## 出題内容 1
参院選後の政治空白を扱った文書抜粋のうち、「総裁選の前倒しをめぐる自民党」から「大きな意味がある」と応じた。」までの箇所を一字も変えずに出力してください。
## 出題内容 2
参院選後の政治空白を扱った文書抜粋によると、憲法53条では、内閣が臨時国会の召集を決定しなければならないのはどのような場合ですか。

## 文書抜粋
7月の参院選で石破政権は大敗し、衆院に続き、参院でも与党過半数割れに追い込まれた。野党各党は公約として、消費税の減税やガソリン税の暫定税率廃止などを掲げて戦い、一部の野党は躍進を遂げた。選挙から約1カ月半が経過した今、自民党内の総裁選挙をめぐる混迷、そして与野党間の意見の隔たりなどで、その公約は実現には至っていない。野党から出ている危機感について、取材を通じて迫った。

立憲・野田代表「政治空白は日本に大きなマイナス」

「党内抗争が続いていて、いつまでたっても決着がつかないことによる政治空白は日本にとって大きなマイナスを生み出している」

立憲・野田代表の記者会見(5日)
立憲・野田代表の記者会見(5日)
この記事の画像(5枚)

総裁選の前倒しをめぐる自民党内の動きについて、こう指摘したのは立憲民主党の野田代表だ。野田氏は5日の記者会見で、「物価高対策は急務だ。食料品インフレが起こっている」と指摘した。その上で、「食卓の危機にきちっと対応していないことなどは間違いなく政治空白の弊害だ。党内での結論を早く出してほしい」と求めた。

参院選後の8月に召集された臨時国会で開かれた衆院予算委員会で、野田氏は質問に立った。そして、石破首相に対し、与野党で意見の隔たりが大きい企業・団体献金の扱いについて、「実務者だけに任せるのではなく、私と首相で膝を突き合わせて協議して合意していく作業をしていく気はないか」と提案した。

これに対し、石破首相は、「そのようにさせていただきたい。第1党、第2党が党首同士で真摯な議論をすることに大きな意味がある」と応じた。

また、野田氏が消費税の減税やガソリン税の暫定税率廃止などについて、与党の対応を迫ったのに対し、石破首相は「問題点を共有したい」との考えも示した。

こうした石破首相とのやりとりを踏まえ、会見の中で野田氏は、「物価高対策だけではなく、企業・団体献金の廃止の協議も進んでいないということは極めて遺憾だ」と強調した。そして、「8月4日に協議は約束をした。1カ月たって事実上、なしのつぶてだ」と指摘した上で、石破首相や自民党に対し、次のように猛省を促した。

「約束した当事者の自覚も求めたいし、自分たちが担いだトップが約束したことなので、党としても猛省をしてもらいたい」

こうした「決められない政治」が続く中、野党内で浮上しているのが憲法53条に基づく臨時国会の召集要求だ。

国民・玉木代表「長い政治の夏休み」臨時国会の召集要求 

「国民は自民党内の党内抗争を見たいために1票を入れたわけではない。あまりモタモタしていると、国民の皆さんもしびれを切らしてくる。物価高騰に何もしていないのではないかとなり、与野党を超えて、国会議員全体が批判されるような状況になっていく」

国民・玉木代表の記者会見(8月26日)
国民・玉木代表の記者会見(8月26日)

国民民主党の玉木代表は8月26日の記者会見でこう述べた上で、臨時国会の召集について規定する憲法53条に言及した。

憲法53条では、臨時国会については、衆院、参院のいずれかで、議員の4分の1以上の要求があれば、内閣はその召集を決定しなければならないと規定している。ただ、その召集の時期については規定がなく、内閣の判断に委ねられている。

## 記録情報
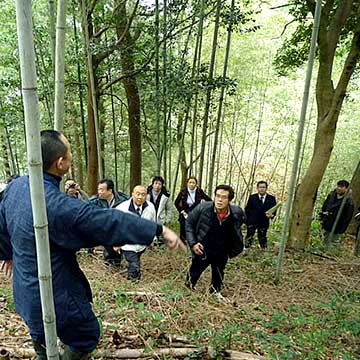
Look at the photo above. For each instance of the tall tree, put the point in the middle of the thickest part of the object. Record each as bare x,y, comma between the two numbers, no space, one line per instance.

## 正解 1
総裁選の前倒しをめぐる自民党内の動きについて、こう指摘したのは立憲民主党の野田代表だ。野田氏は5日の記者会見で、「物価高対策は急務だ。食料品インフレが起こっている」と指摘した。その上で、「食卓の危機にきちっと対応していないことなどは間違いなく政治空白の弊害だ。党内での結論を早く出してほしい」と求めた。

参院選後の8月に召集された臨時国会で開かれた衆院予算委員会で、野田氏は質問に立った。そして、石破首相に対し、与野党で意見の隔たりが大きい企業・団体献金の扱いについて、「実務者だけに任せるのではなく、私と首相で膝を突き合わせて協議して合意していく作業をしていく気はないか」と提案した。

これに対し、石破首相は、「そのようにさせていただきたい。第1党、第2党が党首同士で真摯な議論をすることに大きな意味がある」と応じた。

## 正解 2
衆院と参院のいずれかで、議員の4分の1以上の要求があった場合です。